#### [CONSEGNA 1]
Aggiorna il brano sul coro di Dioniso riscrivendolo da "Prima di passare" fino a "chi non lo è." compreso, con "misura" al posto di "sobrietà".
#### [CONSEGNA 2]
Prosegui il brano sul vino nei simposi, riprendendo subito dopo la sua ultima frase.

#### [BRANO PROPOSTO]
-=-=-

Prima di passare oltre, l'Ateniese indugia sul coro di Dioniso e sul consumo di vino durante i simposi, i quali devono essere riservati a uomini di quarant'anni: questi infatti, a causa dell'età, non sono propensi al canto e per questo motivo necessitano dell'ebbrezza per abbandonarsi alla musica.[14] Cantando, essi sono in grado di riconoscere la regolarità di ritmi e armonie che distingue l'opera migliore e più bella, grazie alla quale proveranno innocui piaceri e di conseguenza sapranno condurre i giovani verso il pudore e la vergogna. Mantenendo una certa sobrietà nel bere, gli uomini trarranno solo giovamento: mentre l'eccesso riscalda gli animi e genera risse tra gli ubriachi, la moderazione fa sì che terminato il simposio gli uomini si ritrovino più amici di prima, e i sobri potranno essere da guida a chi non lo è.

-=-=-

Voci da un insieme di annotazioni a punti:
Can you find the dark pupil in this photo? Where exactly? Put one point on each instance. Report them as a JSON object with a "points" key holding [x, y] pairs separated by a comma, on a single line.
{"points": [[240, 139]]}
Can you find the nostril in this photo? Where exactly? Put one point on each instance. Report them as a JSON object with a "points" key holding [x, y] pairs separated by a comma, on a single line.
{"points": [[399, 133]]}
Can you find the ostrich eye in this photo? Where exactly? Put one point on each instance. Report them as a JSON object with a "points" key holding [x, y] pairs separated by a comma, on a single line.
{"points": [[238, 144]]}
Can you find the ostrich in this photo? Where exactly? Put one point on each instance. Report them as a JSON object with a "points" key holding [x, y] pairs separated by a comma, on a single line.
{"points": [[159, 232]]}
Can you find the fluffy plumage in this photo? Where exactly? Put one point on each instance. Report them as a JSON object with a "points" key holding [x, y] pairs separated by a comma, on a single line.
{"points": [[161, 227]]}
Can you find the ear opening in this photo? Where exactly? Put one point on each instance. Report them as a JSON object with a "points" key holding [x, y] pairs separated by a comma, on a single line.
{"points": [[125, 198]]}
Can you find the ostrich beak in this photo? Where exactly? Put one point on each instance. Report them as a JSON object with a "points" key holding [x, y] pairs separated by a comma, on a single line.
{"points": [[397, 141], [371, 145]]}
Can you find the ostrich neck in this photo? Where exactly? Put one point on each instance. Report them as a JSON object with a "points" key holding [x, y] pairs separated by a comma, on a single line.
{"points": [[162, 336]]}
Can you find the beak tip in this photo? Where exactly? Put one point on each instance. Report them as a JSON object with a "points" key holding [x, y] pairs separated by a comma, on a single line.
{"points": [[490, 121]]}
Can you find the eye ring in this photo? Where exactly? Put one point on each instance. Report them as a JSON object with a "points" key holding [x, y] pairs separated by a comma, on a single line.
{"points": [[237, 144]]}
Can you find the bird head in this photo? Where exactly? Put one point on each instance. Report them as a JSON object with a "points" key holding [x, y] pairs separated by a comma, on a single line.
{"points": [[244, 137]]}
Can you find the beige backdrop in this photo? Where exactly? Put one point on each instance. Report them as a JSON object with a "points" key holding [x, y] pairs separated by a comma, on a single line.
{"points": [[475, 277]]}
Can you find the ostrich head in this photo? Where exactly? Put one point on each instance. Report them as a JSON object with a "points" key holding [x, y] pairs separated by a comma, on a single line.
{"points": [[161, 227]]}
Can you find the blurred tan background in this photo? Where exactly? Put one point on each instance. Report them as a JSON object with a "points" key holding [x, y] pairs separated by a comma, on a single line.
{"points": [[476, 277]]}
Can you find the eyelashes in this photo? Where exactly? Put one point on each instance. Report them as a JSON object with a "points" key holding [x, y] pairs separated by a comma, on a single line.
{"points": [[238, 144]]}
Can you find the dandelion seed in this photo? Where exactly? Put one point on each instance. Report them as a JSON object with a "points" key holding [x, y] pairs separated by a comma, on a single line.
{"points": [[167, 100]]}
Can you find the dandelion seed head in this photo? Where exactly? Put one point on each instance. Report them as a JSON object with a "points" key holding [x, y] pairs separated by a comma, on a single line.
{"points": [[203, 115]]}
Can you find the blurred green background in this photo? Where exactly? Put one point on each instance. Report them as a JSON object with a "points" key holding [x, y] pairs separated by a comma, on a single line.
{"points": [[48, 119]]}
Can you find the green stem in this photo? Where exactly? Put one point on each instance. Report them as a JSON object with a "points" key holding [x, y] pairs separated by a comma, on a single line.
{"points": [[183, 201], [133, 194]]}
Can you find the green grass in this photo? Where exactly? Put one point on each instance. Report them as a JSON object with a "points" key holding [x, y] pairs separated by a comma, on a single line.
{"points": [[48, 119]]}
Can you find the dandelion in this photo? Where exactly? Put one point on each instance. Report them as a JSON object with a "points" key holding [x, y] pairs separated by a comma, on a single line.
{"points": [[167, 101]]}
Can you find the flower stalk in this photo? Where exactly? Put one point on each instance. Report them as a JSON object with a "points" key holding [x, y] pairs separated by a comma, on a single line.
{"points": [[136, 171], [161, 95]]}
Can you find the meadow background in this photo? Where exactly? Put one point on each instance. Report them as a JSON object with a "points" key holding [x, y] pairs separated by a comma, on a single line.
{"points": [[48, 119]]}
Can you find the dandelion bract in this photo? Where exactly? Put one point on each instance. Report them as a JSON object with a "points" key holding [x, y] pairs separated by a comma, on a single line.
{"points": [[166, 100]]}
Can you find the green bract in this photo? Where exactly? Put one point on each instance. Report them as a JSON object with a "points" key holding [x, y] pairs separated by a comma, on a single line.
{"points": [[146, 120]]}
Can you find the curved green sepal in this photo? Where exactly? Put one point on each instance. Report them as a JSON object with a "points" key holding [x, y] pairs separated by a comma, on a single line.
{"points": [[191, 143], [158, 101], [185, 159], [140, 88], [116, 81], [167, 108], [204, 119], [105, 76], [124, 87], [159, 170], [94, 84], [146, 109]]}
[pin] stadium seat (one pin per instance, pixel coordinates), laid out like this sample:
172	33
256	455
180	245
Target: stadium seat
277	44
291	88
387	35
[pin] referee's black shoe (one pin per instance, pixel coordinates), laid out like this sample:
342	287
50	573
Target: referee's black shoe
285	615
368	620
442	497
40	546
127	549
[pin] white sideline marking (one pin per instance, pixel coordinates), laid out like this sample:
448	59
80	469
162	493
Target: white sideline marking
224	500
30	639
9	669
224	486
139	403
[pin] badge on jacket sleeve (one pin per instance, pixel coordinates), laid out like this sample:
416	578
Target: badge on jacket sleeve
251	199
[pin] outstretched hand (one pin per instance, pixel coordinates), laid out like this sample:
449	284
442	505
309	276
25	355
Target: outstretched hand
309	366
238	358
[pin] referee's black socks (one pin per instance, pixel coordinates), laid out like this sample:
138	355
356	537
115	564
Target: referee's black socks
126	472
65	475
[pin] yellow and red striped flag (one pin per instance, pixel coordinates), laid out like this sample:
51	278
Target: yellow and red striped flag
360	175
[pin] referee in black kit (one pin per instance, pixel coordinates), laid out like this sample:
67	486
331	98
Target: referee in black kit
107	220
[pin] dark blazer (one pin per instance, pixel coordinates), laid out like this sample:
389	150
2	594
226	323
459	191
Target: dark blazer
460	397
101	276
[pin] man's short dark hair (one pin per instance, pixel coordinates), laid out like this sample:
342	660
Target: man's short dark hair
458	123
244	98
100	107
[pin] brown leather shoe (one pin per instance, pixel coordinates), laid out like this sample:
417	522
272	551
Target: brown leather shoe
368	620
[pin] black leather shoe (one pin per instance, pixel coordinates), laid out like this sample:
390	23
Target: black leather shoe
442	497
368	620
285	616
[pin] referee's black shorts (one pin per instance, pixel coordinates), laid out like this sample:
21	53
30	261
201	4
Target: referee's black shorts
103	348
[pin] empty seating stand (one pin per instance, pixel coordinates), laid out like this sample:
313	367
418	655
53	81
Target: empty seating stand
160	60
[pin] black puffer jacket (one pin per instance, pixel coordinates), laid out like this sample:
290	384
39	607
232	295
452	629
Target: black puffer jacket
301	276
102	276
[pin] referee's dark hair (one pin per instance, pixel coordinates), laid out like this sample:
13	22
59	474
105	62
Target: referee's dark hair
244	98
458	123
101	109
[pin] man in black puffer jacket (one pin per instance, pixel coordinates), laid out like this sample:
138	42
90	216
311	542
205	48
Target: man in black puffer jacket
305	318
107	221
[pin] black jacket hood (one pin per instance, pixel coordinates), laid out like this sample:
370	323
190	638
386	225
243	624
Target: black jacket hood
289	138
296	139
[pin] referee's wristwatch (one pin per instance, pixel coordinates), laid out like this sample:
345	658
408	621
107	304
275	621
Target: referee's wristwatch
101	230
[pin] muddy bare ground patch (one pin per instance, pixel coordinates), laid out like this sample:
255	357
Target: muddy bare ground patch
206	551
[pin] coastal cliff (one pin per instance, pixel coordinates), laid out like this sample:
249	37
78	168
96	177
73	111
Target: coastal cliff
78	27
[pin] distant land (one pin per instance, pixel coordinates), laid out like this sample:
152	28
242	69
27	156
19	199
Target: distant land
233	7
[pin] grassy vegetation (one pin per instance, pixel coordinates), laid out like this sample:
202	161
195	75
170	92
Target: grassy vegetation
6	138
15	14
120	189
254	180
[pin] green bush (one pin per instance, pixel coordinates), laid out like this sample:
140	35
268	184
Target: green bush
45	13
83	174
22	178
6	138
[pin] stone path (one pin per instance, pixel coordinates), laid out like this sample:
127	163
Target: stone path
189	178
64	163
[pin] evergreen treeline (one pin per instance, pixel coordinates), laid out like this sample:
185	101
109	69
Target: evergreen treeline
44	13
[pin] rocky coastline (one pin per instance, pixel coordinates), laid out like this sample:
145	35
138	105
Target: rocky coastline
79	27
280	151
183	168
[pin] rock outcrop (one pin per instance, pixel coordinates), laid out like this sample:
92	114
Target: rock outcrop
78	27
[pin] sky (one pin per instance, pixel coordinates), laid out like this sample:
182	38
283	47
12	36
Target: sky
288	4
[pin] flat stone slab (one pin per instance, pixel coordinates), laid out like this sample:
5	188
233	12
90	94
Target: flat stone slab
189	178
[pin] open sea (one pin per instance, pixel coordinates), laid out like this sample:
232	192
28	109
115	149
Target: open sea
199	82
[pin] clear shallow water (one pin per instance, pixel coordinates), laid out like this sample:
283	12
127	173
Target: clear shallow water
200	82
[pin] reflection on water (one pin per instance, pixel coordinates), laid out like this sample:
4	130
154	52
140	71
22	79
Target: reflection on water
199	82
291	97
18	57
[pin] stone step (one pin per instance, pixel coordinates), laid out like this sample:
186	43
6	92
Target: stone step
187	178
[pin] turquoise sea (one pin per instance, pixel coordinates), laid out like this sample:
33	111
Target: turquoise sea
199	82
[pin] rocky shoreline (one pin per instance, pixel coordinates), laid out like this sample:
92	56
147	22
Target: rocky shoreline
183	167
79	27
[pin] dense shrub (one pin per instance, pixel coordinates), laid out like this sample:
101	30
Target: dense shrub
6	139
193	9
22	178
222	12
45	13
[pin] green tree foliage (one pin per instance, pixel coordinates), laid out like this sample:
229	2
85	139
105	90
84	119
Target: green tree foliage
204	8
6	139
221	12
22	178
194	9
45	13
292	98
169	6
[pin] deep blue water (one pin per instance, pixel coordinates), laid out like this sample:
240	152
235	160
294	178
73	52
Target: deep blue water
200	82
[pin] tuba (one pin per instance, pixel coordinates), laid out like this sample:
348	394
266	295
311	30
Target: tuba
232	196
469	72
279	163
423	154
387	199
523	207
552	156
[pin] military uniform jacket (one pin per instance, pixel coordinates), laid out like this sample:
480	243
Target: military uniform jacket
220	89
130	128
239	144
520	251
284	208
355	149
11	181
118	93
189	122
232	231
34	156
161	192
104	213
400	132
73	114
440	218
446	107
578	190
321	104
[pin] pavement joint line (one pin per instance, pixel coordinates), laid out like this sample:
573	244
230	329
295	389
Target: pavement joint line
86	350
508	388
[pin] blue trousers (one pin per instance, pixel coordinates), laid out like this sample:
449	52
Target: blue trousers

-=-=-

#### [RISPOSTA 1]
Prima di passare oltre, l'Ateniese indugia sul coro di Dioniso e sul consumo di vino durante i simposi, i quali devono essere riservati a uomini di quarant'anni: questi infatti, a causa dell'età, non sono propensi al canto e per questo motivo necessitano dell'ebbrezza per abbandonarsi alla musica.[14] Cantando, essi sono in grado di riconoscere la regolarità di ritmi e armonie che distingue l'opera migliore e più bella, grazie alla quale proveranno innocui piaceri e di conseguenza sapranno condurre i giovani verso il pudore e la vergogna. Mantenendo una certa misura nel bere, gli uomini trarranno solo giovamento: mentre l'eccesso riscalda gli animi e genera risse tra gli ubriachi, la moderazione fa sì che terminato il simposio gli uomini si ritrovino più amici di prima, e i sobri potranno essere da guida a chi non lo è.

#### [RISPOSTA 2]
L'origine dello Stato

Dopo aver discusso di cori e musica, l'Ateniese inizia un'analisi retrospettiva allo scopo di ricercare l'origine della legislazione. Egli narra che, quando vi fu il diluvio, gli unici a salvarsi furono gli uomini che abitavano le alture più elevate, popoli che vivevano di pastorizia e ignoravano la politica, la brama di guadagno e tutte le arti proprie di chi abitava le città vicine al mare. Questi sopravvissuti erano animati da spirito di benevolenza gli uni verso gli altri, e grazie all'abbondanza di pascoli la necessità di nutrirsi non costituiva un motivo di contesa.[15] All'epoca non vi erano quindi legislatori, né era in uso la scrittura, ma gli individui seguivano le norme previste dai costumi dei padri, e nei gruppi famigliari i vecchi ricoprivano il ruolo di comando. Gradualmente, però, questi primi piccoli gruppi si riunirono in comunità più grandi, si diedero un'organizzazione politica, scesero a valle per coltivare i campi e costruirono barriere contro le fiere. Tuttavia, il fatto di essere vissuti isolati gli uni dagli altri fece sì che ogni gruppo si identificasse in leggi e antenati differenti, e ciascuno considerava i propri costumi migliori di quelli degli altri.[16] Si arrivò così alla guerra di Troia. Scesi a valle, i troiani fondarono una città, la quale ben presto entrò in contrasto con altri Stati, dando origine a un lungo conflitto.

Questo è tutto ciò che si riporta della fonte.